TEXT BLOCK:
As early as the 5th century AH / 11th century CE, more than 150 years after the Occultation of the 12th Imām, Shaykhu t-Ta'ifa reinterpreted the doctrine to allow delegation of the Imām's judicial authority to those who had studied fiqh. Although he implies in his writings that this function should only be undertaken by the ulama if there is no one else to do it.

Shaykhu t-Taifa considered the ulamā' the best agents of the donor to distribute religious taxes since they knew to whom it should be distributed. Nevertheless, individuals were free to do this themselves if they wished. He allowed fuqahā' to organize Friday prayers in absence of the Imām or his special representative.

The prominent Shī‘a scholars who rejected this thesis were:

  1. `Alam al-Huda (who was from among the Shaykhu t-Taifa's group)
  2. Ibn Idris
  3. Allamah al-Hilli[12]

Second transgression

By the 13th century, Muhaqqiq al-Hilli was able to advance these concepts further, by extending the judicial role of the ulama to iqamat al-hudud -- the imposition of penalties by ulama themselves. In his writings it is possible to see the evolution in his thinking whereby the fuqahā' develop from the deputies of the donor for the distribution of religious taxes in his early writings to being the deputies of the Hidden Imām for collection and distribution of the taxes in his later works.[16] In effect, transgressing the limits set by Shaykhu t-Taifa (two centuries earlier) in his first transgression.

ITEMS:

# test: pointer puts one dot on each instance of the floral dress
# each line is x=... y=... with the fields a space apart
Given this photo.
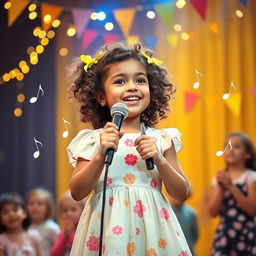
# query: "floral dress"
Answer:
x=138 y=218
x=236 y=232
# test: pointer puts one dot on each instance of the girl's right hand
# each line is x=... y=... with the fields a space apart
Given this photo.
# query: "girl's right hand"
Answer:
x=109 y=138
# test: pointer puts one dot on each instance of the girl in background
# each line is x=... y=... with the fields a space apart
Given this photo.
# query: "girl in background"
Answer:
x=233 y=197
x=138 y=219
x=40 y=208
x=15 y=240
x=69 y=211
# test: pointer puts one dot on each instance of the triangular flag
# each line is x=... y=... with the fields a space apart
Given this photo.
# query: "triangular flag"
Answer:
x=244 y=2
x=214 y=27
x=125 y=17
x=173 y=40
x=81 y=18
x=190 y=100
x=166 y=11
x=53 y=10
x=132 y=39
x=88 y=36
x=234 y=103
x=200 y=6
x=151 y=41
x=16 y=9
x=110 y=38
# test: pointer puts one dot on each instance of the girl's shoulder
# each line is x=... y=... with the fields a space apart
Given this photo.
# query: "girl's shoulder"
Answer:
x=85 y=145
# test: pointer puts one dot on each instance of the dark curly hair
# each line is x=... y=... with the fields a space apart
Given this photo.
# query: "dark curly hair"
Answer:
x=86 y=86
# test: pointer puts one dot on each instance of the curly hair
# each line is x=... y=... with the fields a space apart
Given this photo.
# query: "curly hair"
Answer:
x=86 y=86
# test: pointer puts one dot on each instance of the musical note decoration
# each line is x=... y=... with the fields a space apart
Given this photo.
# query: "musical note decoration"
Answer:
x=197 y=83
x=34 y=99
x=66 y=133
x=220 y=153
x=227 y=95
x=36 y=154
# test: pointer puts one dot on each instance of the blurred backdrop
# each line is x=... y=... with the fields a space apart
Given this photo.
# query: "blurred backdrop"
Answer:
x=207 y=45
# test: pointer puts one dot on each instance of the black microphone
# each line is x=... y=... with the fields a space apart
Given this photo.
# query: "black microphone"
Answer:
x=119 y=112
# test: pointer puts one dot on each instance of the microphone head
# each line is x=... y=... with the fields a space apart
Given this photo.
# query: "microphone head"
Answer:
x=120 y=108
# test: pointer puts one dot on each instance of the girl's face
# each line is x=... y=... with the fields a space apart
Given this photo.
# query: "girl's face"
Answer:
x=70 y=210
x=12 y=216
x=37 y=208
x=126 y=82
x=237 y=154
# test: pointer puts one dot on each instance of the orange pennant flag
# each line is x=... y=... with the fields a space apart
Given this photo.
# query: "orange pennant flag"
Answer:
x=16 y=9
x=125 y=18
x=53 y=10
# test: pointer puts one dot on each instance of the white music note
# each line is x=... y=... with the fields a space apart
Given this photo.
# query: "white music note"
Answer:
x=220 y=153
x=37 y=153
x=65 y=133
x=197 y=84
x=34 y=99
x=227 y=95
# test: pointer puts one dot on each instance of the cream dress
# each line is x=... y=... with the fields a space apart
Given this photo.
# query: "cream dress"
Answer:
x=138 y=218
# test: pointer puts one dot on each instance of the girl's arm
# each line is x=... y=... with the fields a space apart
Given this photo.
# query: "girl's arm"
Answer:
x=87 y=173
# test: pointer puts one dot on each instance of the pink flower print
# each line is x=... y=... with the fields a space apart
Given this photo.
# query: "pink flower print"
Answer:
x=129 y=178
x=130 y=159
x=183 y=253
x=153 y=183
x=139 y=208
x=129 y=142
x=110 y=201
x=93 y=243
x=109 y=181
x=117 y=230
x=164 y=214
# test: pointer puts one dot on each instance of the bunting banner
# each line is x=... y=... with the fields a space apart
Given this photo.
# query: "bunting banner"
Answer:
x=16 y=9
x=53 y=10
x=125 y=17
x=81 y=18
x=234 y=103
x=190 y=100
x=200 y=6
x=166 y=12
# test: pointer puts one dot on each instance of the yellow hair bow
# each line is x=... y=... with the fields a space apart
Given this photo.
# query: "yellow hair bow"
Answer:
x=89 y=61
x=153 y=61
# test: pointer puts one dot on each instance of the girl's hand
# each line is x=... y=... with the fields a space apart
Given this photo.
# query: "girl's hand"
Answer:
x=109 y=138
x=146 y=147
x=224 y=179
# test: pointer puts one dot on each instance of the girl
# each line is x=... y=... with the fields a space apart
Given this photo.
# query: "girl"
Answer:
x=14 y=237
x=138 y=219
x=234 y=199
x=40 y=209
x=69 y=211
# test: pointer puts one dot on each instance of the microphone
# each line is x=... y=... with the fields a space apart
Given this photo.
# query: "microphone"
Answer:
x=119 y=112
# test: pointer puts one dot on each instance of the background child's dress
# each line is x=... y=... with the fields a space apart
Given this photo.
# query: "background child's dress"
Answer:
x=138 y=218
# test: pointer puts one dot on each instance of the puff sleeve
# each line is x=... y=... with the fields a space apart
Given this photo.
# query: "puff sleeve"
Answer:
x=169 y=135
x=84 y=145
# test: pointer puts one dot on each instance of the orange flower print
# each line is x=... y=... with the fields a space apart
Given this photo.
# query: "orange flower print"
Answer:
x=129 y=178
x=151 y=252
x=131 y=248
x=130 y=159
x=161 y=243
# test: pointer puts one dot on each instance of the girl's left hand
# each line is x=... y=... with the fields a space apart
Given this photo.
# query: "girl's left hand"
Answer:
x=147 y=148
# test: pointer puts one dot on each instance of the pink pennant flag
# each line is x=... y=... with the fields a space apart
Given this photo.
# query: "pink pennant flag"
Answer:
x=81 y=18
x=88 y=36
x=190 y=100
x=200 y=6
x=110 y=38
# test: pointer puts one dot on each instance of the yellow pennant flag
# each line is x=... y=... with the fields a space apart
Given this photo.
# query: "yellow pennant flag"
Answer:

SET PROBLEM 1:
In the text on clerical authority, who extended the judicial role of the ulama to iqamat al-hudud?
SET PROBLEM 2:
Repeat the passage of the text on clerical authority between "By the 13th" and "his first transgression.", inclusive, switching "Hidden Imām" to "Twelfth Imām".

RESULT 1:
Muhaqqiq al-Hilli

RESULT 2:
By the 13th century, Muhaqqiq al-Hilli was able to advance these concepts further, by extending the judicial role of the ulama to iqamat al-hudud -- the imposition of penalties by ulama themselves. In his writings it is possible to see the evolution in his thinking whereby the fuqahā' develop from the deputies of the donor for the distribution of religious taxes in his early writings to being the deputies of the Twelfth Imām for collection and distribution of the taxes in his later works.[16] In effect, transgressing the limits set by Shaykhu t-Taifa (two centuries earlier) in his first transgression.